What is needed:
Skip every image and restate the data word for word.

Records to use:

** start **

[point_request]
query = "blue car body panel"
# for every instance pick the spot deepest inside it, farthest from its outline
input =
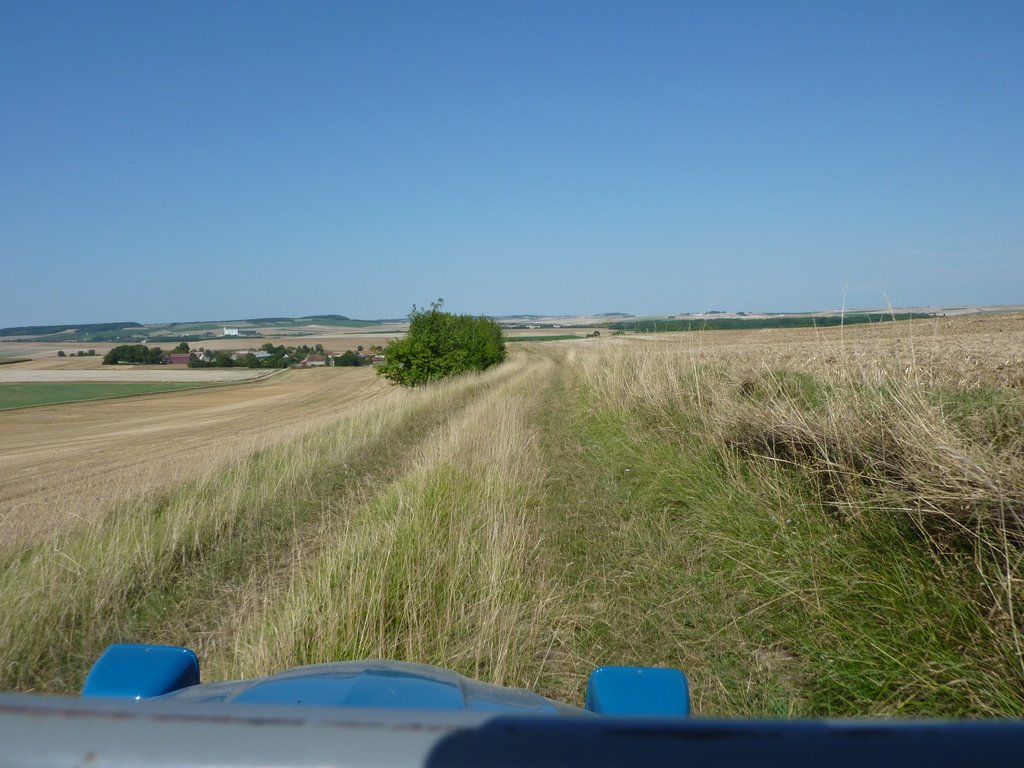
(395, 714)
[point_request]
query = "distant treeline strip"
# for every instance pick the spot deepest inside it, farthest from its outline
(46, 330)
(731, 324)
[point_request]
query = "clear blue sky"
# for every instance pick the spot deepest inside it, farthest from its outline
(171, 161)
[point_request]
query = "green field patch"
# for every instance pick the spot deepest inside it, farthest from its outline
(30, 394)
(543, 338)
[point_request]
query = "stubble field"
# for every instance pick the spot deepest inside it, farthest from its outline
(64, 464)
(809, 523)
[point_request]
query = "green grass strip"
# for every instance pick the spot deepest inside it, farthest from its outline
(31, 394)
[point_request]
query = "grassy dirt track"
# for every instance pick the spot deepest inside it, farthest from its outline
(64, 464)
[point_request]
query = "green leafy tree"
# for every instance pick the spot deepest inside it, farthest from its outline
(440, 344)
(138, 354)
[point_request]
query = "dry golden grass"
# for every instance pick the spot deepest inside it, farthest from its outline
(914, 425)
(60, 465)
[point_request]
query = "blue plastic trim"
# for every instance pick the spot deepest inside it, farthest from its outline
(130, 671)
(638, 691)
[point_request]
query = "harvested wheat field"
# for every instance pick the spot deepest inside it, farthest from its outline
(60, 464)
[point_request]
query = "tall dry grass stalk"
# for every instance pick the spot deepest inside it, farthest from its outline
(441, 567)
(872, 434)
(146, 569)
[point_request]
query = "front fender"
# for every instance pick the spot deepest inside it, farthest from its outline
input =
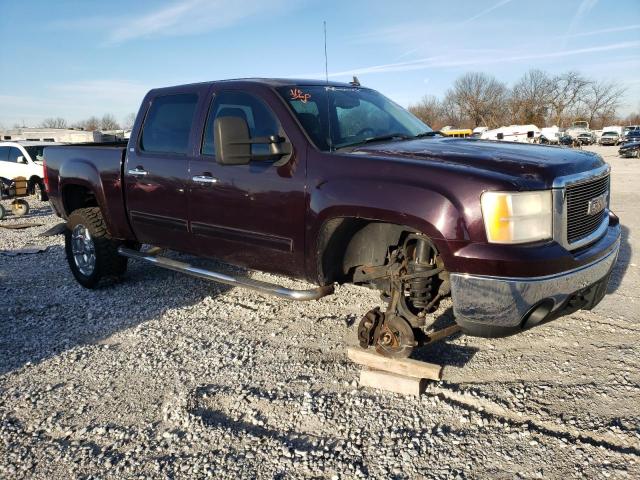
(419, 208)
(81, 172)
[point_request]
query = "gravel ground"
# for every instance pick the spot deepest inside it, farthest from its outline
(167, 376)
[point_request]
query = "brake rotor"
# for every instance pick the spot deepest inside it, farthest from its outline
(394, 338)
(368, 326)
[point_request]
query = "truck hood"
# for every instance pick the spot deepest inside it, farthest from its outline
(528, 166)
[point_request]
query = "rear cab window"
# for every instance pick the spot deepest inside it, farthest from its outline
(261, 120)
(167, 126)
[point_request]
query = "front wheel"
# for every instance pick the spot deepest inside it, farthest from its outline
(20, 207)
(91, 252)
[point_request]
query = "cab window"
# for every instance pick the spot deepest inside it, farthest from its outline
(168, 124)
(260, 119)
(14, 153)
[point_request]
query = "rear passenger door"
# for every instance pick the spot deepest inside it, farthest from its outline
(250, 215)
(156, 171)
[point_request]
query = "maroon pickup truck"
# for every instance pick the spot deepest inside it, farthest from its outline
(335, 183)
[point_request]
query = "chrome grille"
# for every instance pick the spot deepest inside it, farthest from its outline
(579, 223)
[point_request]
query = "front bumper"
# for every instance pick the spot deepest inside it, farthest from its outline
(492, 306)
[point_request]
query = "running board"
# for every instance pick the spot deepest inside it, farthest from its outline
(263, 287)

** end **

Worked solution:
[point_request]
query = "blue car body panel"
# for every instance pick the spot deepest inside it, farthest from its outline
input =
(395, 714)
[point_request]
query = "distant treeline strip"
# for every instance pick the spot deepest inside it, farthest from its outline
(46, 330)
(731, 324)
[point_request]
query = "clear blue sky"
# for every instance pick the spot deepest inside it, farthest from its outline
(171, 161)
[point_request]
query = "green field patch"
# for every instance pick the spot deepest inside it, farthest from its outline
(30, 394)
(543, 338)
[point_request]
query = "stubble field"
# for every instance pick the spot deepest inside it, farthest from its outline
(64, 464)
(809, 523)
[point_request]
query = "green grass strip"
# for every instance pick the spot deepest inside it, farthest from its outline
(31, 394)
[point_request]
query = "grassy dirt track"
# for every instance pick the spot deepest inside it, farthest from its outline
(64, 464)
[point_request]
query = "green leafy tree"
# for every instance pick the spot deepest inside it, farthest from its outline
(440, 344)
(138, 354)
[point_request]
query = "dry golden grass"
# for every instance pick the spot deepest inside it, farthest from its outline
(914, 425)
(60, 465)
[point_request]
query = "blue plastic trim"
# for every instance pick the spot deepest inside it, farthest from its outline
(130, 671)
(638, 691)
[point_request]
query = "harvested wheat field"
# for every instance pick the spot deepest inside it, farthest from its outline
(60, 464)
[point_request]
query = "tall dry grass stalk"
# for every instance pick the spot deepest inside it, farthest from its outline
(441, 567)
(872, 434)
(146, 569)
[point_request]
query = "front fender"
# for every instance pick the spot deepest inside it, farthest from its outline
input =
(419, 208)
(81, 172)
[point_request]
query = "gravel ground"
# for every instance pick the spot deepest inside it, farthest from its outline
(167, 376)
[point_request]
query = "brake rotor"
# for every instance pick the spot deepest inside it, farthest from its outline
(394, 338)
(368, 326)
[point_request]
query = "truck hood"
# for every instance pick the spot deepest inside it, farthest from its outline
(528, 166)
[point_request]
query = "rear cab window"
# for every instance pick the spot deepest inside it, farthest from its outline
(261, 120)
(167, 126)
[point_request]
query = "front wheel"
# for every instance pick the spot deepest inside it, farthest from its outline
(20, 207)
(91, 252)
[point_request]
query = "cab window"
# for every instance pick the spot deepest inside it, farthest from its outline
(168, 124)
(260, 119)
(14, 153)
[point_request]
query = "rear passenger door"
# for every instance pick the spot deepest inside it, farthest from its outline
(250, 215)
(156, 171)
[point_request]
query = "maroon pickup truck"
# for every instance pick the spot deepest inside it, farthest from its outline
(335, 183)
[point_request]
query = "chrome grille"
# for every instance pick the spot deepest inside it, farthest from its outline
(579, 223)
[point_request]
query = "front bumper"
# for every instance pick the spot deepest inside it, farthest from its outline
(492, 306)
[point_request]
query = "running board"
# for every instance pick the spot deepest inside it, farthest from its outline
(263, 287)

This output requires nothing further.